Saved entries:

• • • •

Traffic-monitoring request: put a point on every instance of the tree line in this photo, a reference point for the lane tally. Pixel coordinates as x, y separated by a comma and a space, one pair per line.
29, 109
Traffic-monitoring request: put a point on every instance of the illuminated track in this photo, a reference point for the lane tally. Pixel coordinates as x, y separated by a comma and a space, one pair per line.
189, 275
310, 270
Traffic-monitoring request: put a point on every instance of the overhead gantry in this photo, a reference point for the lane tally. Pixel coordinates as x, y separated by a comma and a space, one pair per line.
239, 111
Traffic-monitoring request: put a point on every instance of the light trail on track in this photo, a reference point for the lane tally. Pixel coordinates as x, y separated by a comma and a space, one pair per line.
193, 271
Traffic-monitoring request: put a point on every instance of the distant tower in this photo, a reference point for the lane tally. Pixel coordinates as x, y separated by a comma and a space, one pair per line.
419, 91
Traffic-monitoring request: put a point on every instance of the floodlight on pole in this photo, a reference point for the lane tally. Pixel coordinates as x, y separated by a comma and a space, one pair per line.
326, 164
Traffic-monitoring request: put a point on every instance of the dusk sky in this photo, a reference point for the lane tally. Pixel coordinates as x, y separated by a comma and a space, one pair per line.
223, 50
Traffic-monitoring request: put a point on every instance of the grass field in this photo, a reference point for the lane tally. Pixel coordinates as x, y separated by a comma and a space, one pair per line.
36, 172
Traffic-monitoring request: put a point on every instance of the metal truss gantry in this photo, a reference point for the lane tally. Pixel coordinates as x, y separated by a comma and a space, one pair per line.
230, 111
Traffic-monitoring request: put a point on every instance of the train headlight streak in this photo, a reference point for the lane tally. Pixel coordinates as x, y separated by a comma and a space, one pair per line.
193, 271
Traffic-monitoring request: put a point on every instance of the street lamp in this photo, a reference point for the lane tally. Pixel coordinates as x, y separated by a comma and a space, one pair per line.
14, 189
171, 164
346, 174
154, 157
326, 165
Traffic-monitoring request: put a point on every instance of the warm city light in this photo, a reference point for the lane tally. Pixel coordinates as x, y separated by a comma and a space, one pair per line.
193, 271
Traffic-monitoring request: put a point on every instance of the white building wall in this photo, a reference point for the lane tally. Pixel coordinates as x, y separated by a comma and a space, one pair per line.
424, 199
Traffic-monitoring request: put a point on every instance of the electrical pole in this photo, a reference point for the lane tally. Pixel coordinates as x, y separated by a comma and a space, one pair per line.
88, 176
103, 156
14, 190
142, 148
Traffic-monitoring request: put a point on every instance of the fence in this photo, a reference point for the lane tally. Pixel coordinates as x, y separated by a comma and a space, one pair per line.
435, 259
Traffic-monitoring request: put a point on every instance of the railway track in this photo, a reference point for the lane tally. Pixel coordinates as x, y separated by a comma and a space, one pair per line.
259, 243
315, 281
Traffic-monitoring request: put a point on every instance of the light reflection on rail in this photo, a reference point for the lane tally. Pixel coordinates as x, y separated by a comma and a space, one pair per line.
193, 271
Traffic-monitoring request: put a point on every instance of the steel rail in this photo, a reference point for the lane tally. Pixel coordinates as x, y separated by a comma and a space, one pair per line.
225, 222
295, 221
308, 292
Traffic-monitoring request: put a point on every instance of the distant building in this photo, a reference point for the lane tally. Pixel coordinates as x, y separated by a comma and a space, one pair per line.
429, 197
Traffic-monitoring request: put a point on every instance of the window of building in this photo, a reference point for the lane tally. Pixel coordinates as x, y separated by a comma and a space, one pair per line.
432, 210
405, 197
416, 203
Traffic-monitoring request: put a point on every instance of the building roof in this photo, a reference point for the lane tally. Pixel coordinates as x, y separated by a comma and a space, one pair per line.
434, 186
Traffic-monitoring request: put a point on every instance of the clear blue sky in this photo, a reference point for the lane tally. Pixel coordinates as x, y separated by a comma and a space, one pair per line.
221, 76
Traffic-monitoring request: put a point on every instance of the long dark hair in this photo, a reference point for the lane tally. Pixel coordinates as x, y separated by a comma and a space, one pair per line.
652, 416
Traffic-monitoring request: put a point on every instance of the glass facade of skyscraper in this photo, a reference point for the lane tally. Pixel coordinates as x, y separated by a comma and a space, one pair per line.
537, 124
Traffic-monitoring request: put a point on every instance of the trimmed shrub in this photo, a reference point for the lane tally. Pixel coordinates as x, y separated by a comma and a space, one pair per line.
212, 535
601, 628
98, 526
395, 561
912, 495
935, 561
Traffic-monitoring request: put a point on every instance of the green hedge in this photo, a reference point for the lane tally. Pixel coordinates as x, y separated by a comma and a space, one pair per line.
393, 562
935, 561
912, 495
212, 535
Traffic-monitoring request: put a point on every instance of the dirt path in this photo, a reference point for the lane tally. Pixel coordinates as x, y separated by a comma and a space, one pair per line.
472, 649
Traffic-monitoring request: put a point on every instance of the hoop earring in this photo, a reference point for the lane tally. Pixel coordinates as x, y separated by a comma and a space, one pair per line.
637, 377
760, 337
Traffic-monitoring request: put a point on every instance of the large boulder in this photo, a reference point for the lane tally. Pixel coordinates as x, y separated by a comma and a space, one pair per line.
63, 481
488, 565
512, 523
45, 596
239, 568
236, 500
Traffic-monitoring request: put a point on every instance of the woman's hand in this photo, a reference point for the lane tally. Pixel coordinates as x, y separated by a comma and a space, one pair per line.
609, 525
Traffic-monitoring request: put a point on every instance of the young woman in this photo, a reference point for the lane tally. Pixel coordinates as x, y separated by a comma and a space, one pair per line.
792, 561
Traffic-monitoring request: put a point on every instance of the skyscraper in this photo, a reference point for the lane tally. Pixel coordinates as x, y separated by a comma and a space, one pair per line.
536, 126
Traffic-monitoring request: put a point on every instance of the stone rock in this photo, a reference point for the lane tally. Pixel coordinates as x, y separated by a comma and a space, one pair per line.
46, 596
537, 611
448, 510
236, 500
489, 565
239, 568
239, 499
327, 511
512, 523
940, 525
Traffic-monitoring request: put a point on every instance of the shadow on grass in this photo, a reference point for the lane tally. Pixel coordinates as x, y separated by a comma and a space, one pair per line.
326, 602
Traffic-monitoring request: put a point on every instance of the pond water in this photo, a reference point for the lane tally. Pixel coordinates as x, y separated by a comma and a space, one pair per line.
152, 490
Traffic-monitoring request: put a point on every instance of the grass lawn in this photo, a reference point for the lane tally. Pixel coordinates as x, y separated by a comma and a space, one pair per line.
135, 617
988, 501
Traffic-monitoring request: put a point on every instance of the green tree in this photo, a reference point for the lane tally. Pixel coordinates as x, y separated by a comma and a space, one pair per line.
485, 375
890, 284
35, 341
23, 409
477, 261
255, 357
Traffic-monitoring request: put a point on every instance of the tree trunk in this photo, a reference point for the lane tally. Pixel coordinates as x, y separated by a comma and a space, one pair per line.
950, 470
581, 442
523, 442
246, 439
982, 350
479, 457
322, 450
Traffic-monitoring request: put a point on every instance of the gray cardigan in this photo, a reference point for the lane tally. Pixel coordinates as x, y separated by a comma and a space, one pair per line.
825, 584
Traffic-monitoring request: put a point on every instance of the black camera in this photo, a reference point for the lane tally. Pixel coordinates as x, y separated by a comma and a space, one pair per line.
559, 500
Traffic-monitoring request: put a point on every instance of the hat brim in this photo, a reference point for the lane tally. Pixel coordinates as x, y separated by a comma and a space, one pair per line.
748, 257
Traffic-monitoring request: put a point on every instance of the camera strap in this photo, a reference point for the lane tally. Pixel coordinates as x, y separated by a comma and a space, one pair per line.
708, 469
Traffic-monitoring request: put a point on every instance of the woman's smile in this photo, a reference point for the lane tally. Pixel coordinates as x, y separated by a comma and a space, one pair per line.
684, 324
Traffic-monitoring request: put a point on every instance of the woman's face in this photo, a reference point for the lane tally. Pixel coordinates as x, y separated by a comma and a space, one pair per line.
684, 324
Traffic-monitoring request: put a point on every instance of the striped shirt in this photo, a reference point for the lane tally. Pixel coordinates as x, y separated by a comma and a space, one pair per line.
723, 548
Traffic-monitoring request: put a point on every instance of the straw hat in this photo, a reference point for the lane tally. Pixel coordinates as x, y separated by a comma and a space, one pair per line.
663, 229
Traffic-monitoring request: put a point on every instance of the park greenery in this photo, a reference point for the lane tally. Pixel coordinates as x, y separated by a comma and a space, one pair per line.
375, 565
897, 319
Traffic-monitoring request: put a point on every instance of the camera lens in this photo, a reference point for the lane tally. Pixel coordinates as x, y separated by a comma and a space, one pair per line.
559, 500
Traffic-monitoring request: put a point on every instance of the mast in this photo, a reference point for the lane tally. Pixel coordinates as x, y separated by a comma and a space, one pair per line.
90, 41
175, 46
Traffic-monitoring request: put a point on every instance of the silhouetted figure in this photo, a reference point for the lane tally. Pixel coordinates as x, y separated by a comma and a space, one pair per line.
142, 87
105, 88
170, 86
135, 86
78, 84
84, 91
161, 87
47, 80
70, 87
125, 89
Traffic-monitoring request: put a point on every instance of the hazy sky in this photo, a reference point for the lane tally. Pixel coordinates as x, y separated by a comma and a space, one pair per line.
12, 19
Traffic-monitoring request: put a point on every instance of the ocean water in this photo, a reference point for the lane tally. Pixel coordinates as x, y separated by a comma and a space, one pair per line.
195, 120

• • • •

WORK TO BE COMPLETED: Nothing but the lines from the line that contains "of the hazy" to the last line of the records above should appear in the answer; please copy them exactly.

RESPONSE:
Traffic-monitoring request: put a point on every instance of the hazy sky in this photo, a reference point for the lane tally. Pixel coordinates as x, y separated by a comma and a space, one pair per line.
12, 19
Traffic-monitoring request: put a point on every instance of the ocean water in this photo, a reference point for the lane tally. Pixel coordinates as x, y separated by a comma and a space, one pair per line.
195, 120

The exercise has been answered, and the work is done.